**DATA LISTING:**
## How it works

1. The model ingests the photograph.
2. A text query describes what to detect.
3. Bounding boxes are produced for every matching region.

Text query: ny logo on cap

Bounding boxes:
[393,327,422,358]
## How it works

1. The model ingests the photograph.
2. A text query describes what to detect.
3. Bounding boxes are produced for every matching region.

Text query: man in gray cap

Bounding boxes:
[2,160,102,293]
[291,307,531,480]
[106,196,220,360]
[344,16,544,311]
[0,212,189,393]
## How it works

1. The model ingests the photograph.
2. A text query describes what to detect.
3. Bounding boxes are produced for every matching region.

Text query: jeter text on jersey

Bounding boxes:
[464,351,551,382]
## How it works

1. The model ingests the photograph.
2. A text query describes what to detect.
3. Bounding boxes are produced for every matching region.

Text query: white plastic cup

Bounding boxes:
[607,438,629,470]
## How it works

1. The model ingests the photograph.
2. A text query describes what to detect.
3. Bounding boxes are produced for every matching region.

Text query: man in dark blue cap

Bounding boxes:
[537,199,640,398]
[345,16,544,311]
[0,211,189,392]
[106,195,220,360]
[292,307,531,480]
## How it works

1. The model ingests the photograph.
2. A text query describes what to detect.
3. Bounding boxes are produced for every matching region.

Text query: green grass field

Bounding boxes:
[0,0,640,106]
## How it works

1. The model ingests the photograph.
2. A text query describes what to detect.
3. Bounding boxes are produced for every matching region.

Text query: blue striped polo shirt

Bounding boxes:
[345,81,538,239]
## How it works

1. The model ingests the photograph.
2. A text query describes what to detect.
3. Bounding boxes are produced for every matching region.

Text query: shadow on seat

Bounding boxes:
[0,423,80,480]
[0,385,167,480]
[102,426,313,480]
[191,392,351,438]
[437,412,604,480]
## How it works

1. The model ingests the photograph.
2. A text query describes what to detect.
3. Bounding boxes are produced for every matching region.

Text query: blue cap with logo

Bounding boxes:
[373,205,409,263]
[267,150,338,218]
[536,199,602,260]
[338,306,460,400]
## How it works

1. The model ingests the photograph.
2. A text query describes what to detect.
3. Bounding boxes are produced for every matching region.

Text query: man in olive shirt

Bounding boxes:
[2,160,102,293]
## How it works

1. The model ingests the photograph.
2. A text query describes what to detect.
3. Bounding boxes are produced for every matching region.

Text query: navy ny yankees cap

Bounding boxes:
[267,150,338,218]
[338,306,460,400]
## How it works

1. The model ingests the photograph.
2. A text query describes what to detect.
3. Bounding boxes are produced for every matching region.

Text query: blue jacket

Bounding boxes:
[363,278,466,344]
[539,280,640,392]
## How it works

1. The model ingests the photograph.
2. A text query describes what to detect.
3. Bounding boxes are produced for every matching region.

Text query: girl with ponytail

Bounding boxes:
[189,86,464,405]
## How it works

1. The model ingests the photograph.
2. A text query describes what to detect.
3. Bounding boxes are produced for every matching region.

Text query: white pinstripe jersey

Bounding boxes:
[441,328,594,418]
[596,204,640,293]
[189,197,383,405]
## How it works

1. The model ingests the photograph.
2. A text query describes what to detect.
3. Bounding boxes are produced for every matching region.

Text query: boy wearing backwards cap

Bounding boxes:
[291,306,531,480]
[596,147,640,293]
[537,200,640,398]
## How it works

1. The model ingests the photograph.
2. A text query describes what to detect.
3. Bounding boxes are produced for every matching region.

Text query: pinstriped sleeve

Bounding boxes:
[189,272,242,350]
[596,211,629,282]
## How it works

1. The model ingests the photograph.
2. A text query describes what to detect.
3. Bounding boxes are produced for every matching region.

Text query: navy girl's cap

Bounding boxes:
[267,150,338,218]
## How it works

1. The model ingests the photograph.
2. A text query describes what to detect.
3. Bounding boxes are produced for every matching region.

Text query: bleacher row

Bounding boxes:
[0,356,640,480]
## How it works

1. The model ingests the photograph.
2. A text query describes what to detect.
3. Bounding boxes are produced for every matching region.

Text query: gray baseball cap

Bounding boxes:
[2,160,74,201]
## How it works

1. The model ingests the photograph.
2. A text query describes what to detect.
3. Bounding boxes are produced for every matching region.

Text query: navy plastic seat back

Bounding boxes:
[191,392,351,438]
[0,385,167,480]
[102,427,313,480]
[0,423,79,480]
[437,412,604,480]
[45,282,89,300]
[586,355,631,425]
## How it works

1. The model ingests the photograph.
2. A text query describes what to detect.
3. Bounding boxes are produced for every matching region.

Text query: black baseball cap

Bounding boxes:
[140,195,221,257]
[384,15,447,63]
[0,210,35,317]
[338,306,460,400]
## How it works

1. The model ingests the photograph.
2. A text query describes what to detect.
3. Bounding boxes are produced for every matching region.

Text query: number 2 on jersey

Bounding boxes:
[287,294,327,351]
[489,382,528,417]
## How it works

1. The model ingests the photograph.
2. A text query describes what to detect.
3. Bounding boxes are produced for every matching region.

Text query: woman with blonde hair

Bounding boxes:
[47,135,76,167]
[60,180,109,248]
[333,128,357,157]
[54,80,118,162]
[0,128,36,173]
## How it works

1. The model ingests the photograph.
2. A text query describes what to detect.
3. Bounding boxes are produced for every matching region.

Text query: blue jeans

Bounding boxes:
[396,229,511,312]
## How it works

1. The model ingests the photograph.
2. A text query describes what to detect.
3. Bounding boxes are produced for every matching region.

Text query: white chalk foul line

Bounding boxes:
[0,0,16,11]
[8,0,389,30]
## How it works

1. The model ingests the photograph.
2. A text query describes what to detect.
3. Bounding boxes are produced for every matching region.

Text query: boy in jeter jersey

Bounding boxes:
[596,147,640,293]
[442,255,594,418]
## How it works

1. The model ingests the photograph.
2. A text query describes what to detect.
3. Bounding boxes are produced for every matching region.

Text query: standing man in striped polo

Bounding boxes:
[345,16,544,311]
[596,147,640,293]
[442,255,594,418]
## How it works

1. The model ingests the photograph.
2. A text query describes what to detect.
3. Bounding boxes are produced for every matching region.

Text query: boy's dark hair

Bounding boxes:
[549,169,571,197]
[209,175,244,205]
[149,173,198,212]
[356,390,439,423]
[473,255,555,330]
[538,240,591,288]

**INSTRUCTIONS TO FOLLOW:** Please rewrite the lines from the start through the line with "[0,212,189,393]", changing "cap" to "hat" and leaving everything else unchanged.

**REPLY:**
## How it works

1. The model ingests the photograph.
2. A text query describes what to detect.
3. Bounding boxes are produced for every matching region.

Text query: ny logo on hat

Bounding boxes:
[393,327,422,358]
## How it works

1. The model ingests the photograph.
2. A text query describes what to detect.
3. Bounding boxes are produced for every matching region.

Text query: man in gray hat

Bounding boxes:
[2,160,102,293]
[291,307,531,480]
[106,196,220,360]
[344,16,544,311]
[0,212,189,393]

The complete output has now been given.